**Source passage:**
────

|Publication number||US4346897 A|
|Application number||US 06/186,437|
|Publication date||Aug 31, 1982|
|Filing date||Sep 12, 1980|
|Priority date||Sep 12, 1980|
|Also published as||CA1164205A, CA1164205A1|
|Publication number||06186437, 186437, US 4346897 A, US 4346897A, US-A-4346897, US4346897 A, US4346897A|
|Inventors||Harry A. Sisak|
|Original Assignee||Sisak Harry A|
|Export Citation||BiBTeX, EndNote, RefMan|
|Patent Citations (5), Referenced by (20), Classifications (12)|
|External Links: USPTO, USPTO Assignment, Espacenet|
This invention relates to a board game apparatus and more particularly to a new educational game for two or more players which employs elements of both chance and skill at the level of elementary arithmetic.
In the teaching of arithmetic to children, most traditional instructional methods suffer from the inability to motivate students sufficiently so as to overcome their short attention spans. These methods are usually characterized as being repetitious and inflexible. Some examples include the memorizing of addition and multiplication tables and the performance of numerous repetitive exercises and drills.
The purpose of this invention is to ameliorate these deficiencies in an educational and competitive setting by use of a board game apparatus. Since this game requires the accurate performance of arithmetic calculations in order to win, it acts as an incentive to the players to improve their arithmetic skills. While the preferred embodiment of the game involves the symbolism and nomenclature of heraldry and playing cards, the successful outcome of the game is governed by a combination of chance and skill at the performance of elementary arithmetic operations.
Briefly, each player of the game is assigned one side of a four sided board with numbered spaces on each side. The object of the game is for a player to be the first to place a token on every space on his side of the board. The placing of the tokens is governed by rolling special dice which may determine an arithmetic operation. This operation is to be carried out on the numerical values of a pair of cards drawn from two randomly sorted decks of cards. The player, after rolling the dice, may be required to correctly perform an indicated arithmetic operation on the numerical values of the two cards drawn, the numerical outcome of which determines the spaces on which the tokens are to be placed. There are, however, other possible outcomes in which the player will alternatively lose a turn, lose all tokens already placed and be required to start over, or in certain cases may be allowed to attempt winning or to risk losing the entire game with one roll of a special die.
A feature of the invention is that the tokens, once placed, are left fixed and not moved unless they are taken off the board completely.
The principal object of the invention is to provide an apparatus to teach arithmetic operations to children in a setting which does not tax their attention span.
Another object of the invention is to provide an educational game flexible enough to be easily modified to suit the mathematical abilities of the players.

────

Collection entries
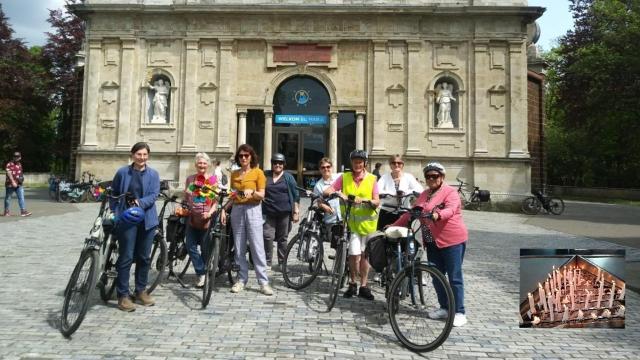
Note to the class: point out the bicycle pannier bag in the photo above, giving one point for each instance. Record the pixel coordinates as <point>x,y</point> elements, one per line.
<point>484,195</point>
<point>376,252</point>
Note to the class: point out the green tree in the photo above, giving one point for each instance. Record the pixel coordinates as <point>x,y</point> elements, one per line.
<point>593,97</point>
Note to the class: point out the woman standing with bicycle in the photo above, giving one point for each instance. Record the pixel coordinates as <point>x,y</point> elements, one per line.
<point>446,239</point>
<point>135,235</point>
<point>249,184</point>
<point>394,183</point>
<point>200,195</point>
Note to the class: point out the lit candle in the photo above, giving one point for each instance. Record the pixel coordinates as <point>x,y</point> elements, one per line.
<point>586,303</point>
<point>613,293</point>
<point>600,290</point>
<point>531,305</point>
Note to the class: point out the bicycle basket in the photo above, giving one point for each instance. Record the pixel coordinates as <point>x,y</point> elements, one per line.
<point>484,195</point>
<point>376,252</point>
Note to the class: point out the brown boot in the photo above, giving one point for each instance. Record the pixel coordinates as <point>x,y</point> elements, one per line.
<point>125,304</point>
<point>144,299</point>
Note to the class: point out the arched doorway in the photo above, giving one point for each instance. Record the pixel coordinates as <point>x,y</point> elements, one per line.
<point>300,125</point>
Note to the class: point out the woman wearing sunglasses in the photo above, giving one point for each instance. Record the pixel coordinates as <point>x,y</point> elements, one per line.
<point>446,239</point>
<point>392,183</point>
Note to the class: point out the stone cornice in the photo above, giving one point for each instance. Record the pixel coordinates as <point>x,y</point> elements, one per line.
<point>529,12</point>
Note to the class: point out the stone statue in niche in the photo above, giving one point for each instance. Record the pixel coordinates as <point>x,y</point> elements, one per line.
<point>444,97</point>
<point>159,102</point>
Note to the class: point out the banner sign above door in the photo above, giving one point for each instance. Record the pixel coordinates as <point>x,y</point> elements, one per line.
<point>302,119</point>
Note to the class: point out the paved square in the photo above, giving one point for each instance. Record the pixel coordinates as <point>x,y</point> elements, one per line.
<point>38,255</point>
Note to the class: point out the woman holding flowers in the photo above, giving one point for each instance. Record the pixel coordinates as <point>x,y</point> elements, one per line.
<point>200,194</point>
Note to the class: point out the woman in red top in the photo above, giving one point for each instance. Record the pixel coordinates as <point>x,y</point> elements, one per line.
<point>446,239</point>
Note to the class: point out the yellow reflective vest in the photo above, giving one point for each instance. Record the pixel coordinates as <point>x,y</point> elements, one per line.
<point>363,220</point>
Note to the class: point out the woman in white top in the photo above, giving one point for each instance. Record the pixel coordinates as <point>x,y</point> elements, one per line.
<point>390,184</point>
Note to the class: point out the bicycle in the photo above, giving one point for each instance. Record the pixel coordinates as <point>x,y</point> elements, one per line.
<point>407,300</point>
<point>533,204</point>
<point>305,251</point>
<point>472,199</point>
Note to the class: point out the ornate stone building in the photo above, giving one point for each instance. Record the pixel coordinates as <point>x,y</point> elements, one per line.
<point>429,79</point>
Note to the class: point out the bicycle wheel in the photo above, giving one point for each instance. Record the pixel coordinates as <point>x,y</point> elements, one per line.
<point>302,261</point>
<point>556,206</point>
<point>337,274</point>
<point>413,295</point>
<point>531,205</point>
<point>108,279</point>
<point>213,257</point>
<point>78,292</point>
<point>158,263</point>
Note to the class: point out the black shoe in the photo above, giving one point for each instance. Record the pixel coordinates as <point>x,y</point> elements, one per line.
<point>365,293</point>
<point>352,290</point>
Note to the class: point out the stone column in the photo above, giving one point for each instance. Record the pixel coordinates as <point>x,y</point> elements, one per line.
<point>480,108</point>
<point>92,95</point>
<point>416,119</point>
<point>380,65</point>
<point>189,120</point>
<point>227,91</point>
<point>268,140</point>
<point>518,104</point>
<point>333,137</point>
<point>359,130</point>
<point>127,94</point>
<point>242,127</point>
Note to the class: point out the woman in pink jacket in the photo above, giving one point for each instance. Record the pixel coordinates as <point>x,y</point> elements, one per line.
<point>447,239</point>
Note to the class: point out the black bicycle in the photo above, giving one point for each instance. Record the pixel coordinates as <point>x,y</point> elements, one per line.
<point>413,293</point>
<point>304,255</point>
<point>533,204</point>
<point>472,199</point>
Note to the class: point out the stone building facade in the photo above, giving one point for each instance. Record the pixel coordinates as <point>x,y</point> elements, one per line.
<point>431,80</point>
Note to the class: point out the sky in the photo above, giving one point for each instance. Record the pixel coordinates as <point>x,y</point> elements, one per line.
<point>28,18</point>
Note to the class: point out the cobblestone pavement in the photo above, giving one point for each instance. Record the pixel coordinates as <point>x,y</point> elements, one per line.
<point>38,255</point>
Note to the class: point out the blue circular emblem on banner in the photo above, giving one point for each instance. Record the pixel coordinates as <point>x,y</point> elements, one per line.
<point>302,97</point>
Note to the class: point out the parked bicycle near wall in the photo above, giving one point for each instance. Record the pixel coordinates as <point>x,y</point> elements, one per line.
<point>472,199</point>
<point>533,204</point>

────

**Given instruction:** According to the board game patent, what is the object of the game?

**The output:** To be the first player to place a token on every space on that player's side of the board.